- **Fragmento del texto**

++++++++++++++++++++

Ni un paso atrás, faxismoaren aurka
En la mañana del 3 de mayo, el gaztetxe de Irun conocido como «La Kaxita» apareció cubierto de pintadas y pegatinas con mensajes como «fuera degenerados», «white boys Irun», «stop LGTBI» o «no os dejaremos dormir», junto con simbología neonazi, incluyendo una esvástica y un «88» que representa el saludo «Heil Hitler». Lo sucedido en este centro social y cultural, que da apoyo a personas migrantes y donde confluyen el colectivo LGTBIQ+, grupos feministas y otros espacios de lucha, no se trata de un caso aislado. Desde enero de este año, ya son varias las ocasiones en las que nos hemos encontrado con este tipo de acciones en Irun. De hecho, «La Kaxita» ha sido atacada en siete ocasiones. A estas alturas esta clase de episodios deberían ser catalogados como una oleada más amplia de violencia organizada.

++++++++++++++++++++

- **Extractos de registros**

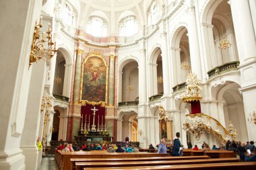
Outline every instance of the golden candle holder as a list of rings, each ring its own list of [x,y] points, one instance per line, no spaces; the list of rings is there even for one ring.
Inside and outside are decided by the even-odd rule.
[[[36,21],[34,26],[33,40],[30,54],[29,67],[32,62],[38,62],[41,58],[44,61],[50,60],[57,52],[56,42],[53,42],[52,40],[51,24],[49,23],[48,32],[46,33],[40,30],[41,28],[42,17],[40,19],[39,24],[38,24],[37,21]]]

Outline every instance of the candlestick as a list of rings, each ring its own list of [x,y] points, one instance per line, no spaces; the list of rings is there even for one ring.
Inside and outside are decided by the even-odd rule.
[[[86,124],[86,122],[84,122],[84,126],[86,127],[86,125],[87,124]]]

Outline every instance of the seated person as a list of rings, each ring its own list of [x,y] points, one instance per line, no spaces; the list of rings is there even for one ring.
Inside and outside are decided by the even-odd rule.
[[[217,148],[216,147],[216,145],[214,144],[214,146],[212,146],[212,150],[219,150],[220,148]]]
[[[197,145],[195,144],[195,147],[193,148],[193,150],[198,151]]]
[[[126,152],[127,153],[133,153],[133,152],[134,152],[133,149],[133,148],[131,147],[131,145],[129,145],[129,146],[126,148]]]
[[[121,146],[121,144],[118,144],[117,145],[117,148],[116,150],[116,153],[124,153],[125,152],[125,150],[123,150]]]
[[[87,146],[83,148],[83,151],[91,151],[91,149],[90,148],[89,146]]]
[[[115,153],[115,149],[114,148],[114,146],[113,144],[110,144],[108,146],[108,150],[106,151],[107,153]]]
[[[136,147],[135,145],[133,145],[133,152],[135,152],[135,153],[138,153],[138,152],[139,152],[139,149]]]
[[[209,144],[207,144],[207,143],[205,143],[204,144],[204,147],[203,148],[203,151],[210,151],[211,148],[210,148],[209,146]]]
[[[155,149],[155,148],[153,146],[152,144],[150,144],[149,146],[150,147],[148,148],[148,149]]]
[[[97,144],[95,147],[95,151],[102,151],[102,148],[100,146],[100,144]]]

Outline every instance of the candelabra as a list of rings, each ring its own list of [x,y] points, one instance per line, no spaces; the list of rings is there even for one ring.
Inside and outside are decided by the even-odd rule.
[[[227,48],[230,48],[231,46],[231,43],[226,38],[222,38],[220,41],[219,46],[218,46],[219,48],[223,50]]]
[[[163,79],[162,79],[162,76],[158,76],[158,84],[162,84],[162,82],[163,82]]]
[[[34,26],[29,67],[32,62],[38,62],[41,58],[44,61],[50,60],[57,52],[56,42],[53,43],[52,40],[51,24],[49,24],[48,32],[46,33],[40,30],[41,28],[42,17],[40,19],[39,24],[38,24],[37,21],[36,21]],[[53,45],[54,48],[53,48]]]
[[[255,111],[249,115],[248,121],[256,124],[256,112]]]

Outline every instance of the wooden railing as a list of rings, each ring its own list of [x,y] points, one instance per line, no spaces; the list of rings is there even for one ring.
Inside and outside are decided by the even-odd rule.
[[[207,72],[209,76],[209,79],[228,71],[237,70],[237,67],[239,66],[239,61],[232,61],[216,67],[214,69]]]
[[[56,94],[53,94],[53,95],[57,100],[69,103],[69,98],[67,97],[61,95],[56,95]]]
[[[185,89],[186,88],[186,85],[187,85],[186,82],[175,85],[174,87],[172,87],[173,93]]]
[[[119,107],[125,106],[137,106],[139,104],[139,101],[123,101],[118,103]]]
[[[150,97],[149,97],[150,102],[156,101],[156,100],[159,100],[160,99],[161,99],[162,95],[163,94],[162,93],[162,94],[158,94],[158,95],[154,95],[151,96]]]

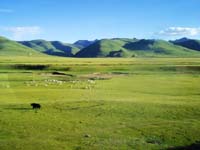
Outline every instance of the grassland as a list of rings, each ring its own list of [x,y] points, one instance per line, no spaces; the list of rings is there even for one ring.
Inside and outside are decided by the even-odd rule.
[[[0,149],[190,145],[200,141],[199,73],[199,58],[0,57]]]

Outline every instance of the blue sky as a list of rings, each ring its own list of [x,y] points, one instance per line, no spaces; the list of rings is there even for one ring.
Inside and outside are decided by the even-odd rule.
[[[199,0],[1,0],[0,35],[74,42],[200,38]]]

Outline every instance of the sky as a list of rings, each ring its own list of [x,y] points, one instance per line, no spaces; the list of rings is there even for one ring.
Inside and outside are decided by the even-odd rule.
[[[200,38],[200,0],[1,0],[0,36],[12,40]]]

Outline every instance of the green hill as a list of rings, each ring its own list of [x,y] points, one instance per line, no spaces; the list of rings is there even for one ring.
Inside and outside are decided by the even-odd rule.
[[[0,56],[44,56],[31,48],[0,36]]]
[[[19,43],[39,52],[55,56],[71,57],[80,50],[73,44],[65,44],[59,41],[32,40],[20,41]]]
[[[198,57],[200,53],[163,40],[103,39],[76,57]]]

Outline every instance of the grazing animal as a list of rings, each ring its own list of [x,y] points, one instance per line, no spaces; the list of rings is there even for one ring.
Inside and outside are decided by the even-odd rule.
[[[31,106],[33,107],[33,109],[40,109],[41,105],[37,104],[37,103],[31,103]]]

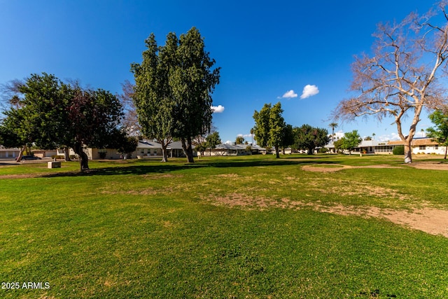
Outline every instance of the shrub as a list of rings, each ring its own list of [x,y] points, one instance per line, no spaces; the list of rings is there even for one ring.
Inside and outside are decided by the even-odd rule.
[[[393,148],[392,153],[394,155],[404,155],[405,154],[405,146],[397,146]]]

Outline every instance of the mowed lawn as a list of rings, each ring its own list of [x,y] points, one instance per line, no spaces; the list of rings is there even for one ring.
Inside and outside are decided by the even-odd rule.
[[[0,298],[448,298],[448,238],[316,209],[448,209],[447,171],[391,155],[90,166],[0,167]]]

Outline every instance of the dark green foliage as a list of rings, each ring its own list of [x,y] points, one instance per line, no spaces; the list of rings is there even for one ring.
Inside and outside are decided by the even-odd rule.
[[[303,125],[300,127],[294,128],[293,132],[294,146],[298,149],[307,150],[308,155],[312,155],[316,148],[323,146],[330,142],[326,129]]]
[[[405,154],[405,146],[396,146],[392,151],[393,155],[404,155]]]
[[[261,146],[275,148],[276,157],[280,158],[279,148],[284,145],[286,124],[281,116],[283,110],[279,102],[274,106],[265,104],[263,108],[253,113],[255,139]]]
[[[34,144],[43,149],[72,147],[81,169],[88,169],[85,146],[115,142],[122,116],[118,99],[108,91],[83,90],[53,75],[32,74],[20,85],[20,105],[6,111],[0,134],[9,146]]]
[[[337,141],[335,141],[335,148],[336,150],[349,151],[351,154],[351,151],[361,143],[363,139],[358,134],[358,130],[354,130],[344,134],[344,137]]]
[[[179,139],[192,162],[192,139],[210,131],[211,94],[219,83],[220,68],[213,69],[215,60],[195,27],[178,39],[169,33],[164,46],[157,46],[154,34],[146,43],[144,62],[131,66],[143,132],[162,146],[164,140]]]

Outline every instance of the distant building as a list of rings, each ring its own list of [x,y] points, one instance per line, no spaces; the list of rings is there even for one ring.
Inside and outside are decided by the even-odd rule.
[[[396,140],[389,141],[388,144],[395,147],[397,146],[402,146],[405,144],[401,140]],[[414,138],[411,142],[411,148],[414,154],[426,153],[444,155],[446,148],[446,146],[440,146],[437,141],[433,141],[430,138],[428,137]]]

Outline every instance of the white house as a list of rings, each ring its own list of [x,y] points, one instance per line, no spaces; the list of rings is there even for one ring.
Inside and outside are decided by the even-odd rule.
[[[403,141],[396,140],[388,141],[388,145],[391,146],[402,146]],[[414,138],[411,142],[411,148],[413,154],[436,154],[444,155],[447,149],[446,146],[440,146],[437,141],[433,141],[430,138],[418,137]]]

++++++++++++++++++++

- **Tareas pendientes**
**a)** Explica en una a tres oraciones por qué, según el fragmento, los ataques en Irun deberían considerarse parte de una oleada más amplia de violencia organizada.
**b)** Enumera todos los mensajes de las pintadas y pegatinas que el fragmento cita entre comillas.

- **Respuestas por tarea**
**a)** Lo ocurrido en «La Kaxita» no es un caso aislado: desde enero ya ha habido varias acciones de este tipo en Irun. Además, «La Kaxita» ha sido atacada en siete ocasiones.

**b)** «fuera degenerados», «white boys Irun», «stop LGTBI», «no os dejaremos dormir»